What is expected - Gather every line of the records below that contains the word "each", and treat uppercase and lowercase letters as different.

Material provided -
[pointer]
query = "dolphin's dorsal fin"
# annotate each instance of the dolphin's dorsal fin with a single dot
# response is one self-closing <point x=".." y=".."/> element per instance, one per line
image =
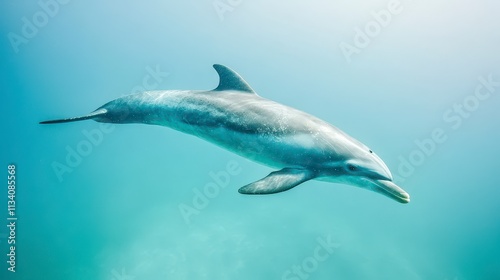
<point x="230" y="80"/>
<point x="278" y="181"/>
...
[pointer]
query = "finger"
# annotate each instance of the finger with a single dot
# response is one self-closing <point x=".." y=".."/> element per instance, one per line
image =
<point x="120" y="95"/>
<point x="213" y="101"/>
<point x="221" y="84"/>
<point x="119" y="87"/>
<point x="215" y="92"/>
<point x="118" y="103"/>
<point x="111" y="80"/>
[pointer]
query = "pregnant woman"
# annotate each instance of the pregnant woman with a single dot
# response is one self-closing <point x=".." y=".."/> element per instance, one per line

Reply -
# annotate each instance of the dolphin's dorsal fin with a single dot
# annotate each instance of the finger with a single dot
# annotate each instance of the pregnant woman with a single dot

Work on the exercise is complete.